At the E-step, we keep \(\theta\) fixed and find the \(q\) that makes the equality hold. Since \(q\) has to satisfy the properties of being a probability distribution, the problem becomes, for each data point \(x\), \[\max_{q_{z|x}(z)} \sum_z q_{z|x}(z) \log \frac{p(x, z|\theta)}{q_{z|x}(z)}\]
s.t.
\[q_{z|x}(z)\geq 0, \sum_z q_{z|x}(z) = 1.\] Knowing from the previous section, the solution to this should be \(q_{z|x}(z) = p(z|x, \theta)\). Specifically, if \(z\) is a discrete variable, it can be solved using Lagrange multipliers, see this tutorial by Justin Domke (my teacher ;).

At the M-step we maximize over \(\theta\) while keeping \(q_{z|x}\) fixed. \[\sum_x \sum_z q_{z|x}(z) \log \frac{p(x, z|\theta)}{q_{z|x}(z)} \] \[= \sum_x \sum_z q_{z|x}(z) \log p(x, z|\theta) - \sum_x \sum_z q_{z|x}(z) \log q_{z|x}(z) \] \[= Q(\theta|\theta’) + \sum_x H(q_{z|x}) \] The second term \(H(q_{z|x})\) is independent of \(\theta\) given \(q_{z|x}\) is fixed, so we only need to optimize \(Q(\theta|\theta’)\) which is in line with the previous formulation.

So the M-step maximizes the lower bound w.r.t \(\theta\)) and the E-step sets a new lower bound based on the current value \(\theta\).

Latent Distribution

Let’s see now to decompose the lower bound from the data likelihood without using Jensen’s inequality. For simplicity only the derivation of one data point \(x\) is given here. \[\log p(x|\theta) = \sum_z q_{z|x}(z) \log p(x|\theta) \] \[= \sum_z q_{z|x}(z) \log \frac{p(x,z|\theta)}{p(z|x,\theta)} \] \[= \sum_z q_{z|x}(z) \log \frac{p(x,z|\theta)q_{z|x}(z)}{p(z|x,\theta)q_{z|x}(x)} \] \[= \sum_z q_{z|x}(z) \log \frac{p(x,z|\theta)}{q_{z|x}(z)} - \sum_z q_{z|x}(z) \log \frac{p(z|x,\theta)}{q_{z|x}(z)}\] \[= F(q_{z|x}, \theta) + D_{KL}(q_{z|x} | p_{z|x})\] Here \(F(q_{z|x}, \theta)\) is the evidence lower bound and the remaining term is the KL divergence between the latent distribution \(q_{z|x}(z)\) and the posterior \(p(z|x,\theta)\).

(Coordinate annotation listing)
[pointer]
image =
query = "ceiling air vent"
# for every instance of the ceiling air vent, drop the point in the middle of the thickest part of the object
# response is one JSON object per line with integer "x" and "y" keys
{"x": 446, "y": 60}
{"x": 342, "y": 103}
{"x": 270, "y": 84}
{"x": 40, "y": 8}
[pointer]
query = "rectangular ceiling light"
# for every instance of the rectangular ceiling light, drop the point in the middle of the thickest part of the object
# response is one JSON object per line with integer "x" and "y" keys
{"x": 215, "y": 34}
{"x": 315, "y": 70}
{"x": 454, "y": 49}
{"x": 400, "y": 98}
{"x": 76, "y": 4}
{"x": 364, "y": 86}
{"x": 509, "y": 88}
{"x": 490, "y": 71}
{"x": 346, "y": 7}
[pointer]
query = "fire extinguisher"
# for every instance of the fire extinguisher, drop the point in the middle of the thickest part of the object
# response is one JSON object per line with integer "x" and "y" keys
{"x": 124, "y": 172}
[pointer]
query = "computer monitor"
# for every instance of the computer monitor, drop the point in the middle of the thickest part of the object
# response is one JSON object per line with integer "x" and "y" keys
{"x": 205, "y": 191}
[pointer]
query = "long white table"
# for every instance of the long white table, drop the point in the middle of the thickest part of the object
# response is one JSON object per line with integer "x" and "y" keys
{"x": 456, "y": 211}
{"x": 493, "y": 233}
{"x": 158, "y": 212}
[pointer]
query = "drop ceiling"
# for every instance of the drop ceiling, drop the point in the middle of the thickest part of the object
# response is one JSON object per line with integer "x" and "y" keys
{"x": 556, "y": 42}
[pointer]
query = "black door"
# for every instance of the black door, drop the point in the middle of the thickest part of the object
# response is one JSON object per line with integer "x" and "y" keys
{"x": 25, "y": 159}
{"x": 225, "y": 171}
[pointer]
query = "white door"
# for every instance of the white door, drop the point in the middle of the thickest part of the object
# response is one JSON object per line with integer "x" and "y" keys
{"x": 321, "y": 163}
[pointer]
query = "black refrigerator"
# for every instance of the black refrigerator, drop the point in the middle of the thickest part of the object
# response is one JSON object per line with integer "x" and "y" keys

§ **Tasks and exercises**:
1 - Decide whether each statement agrees with the EM algorithm passage, answering yes or no and quoting the words that settle it: (a) at the M-step, \(\theta\) is held fixed while \(q_{z|x}\) is optimized; (b) the derivation under "Latent Distribution" is shown for a single data point; (c) the lower bound under "Latent Distribution" is obtained by applying Jensen's inequality.
2 - Resume the EM algorithm passage with new text that follows on from its final sentence.
The listing plays no part in the work here.

§ **Response list**:
1 -
(a) No: "At the M-step we maximize over \(\theta\) while keeping \(q_{z|x}\) fixed."
(b) Yes: "For simplicity only the derivation of one data point \(x\) is given here."
(c) No: "Let’s see now to decompose the lower bound from the data likelihood without using Jensen’s inequality."

2 -
We’ve formalized the lower bound as a function (functional) of two parameters, EM essentially does the optimization via coordinate ascent.

In the E-step we optimize \(F(q_{z|x}, \theta)\) w.r.t \(q_{z|x}\) while holding \(\theta\) fixed. Since \(\log p(x|\theta)\) does not depend on \(q_{z|x}\), the largest value of \(F(q_{z|x}, \theta)\) occurs when \(D_{KL}(q_{z|x} | p_{z|x})=0\), we have again \(q_{z|x}(z) = p(z|x,\theta)\). In the M-step \(F(q_{z|x}, \theta)\) is maximized w.r.t \(\theta\), which is the same as the above section.

KL Divergence

It turns out the lower bound \(F(q_{z|x}, \theta)\) above is also in the form of KL divergence. If we let \(q(x,z) = q(z|x)p(x)\), where \(q(z|x) = q_{z|x}(z)\) and \(p(x)=\frac{1}{|X|}\sum_{i}\delta_i(x)\) is a distribution that places all its mass on the observed data \(X \), we have \[\sum_x p(x)f(x) = |X|\sum_x f(x). \] Then the lower bound can be rewritten as \[\sum_x F(q_{z|x}, \theta) = \sum_x \sum_z q_{z|x}(z) \log \frac{p(x,z|\theta)}{q_{z|x}(z)}\] \[= \frac{|X|}{\log|X|} \sum_x \sum_z q(x,z) \log \frac{p(x,z|\theta)}{ q(z|x) } \] \[= -\frac{|X|}{\log|X|} D_{KL}(q_{x,z} | p_{x,z}). \] Therefore the E-step is minimizing \(D_{KL}(q_{x,z} | p_{x,z})\) w.r.t \(p_{x,z}\).

Similarly for the \(D_{KL}(q_{z|x} | p_{z|x})\) term, it follows \[\sum_x D_{KL}(q_{z|x} | p_{z|x}) = - \sum_x \sum_z q_{z|x}(z) \log \frac{p(z|x,\theta)}{ q_{z|x}(z) }\] \[= - |X| \sum_x \sum_z q(x,z) \log \frac{p(x, z, \theta)}{q(x,z)}\] \[= |X| D_{KL}(q_{x,z} | p_{x,z}) \] So the M-step becomes is minimizing the same KL divergence \(D_{KL}(q_{x,z} | p_{x,z})\) but w.r.t \(q\).

Since \(q(x,z)\) follows the restriction that it must aline with the data, and \(p(x,z|\theta)\) must be a distribution under the specified model, they can be thought of as living on two manifolds in the space of all distributions, namely the data manifold and the model manifold. Therefore EM can be viewed as to minimize the distance between two manifolds \(D_{KL}(q_{x,z} | p_{x,z})\) via coordinate descent.

More about the geometric view of EM please refer to this paper, also see this question on SE.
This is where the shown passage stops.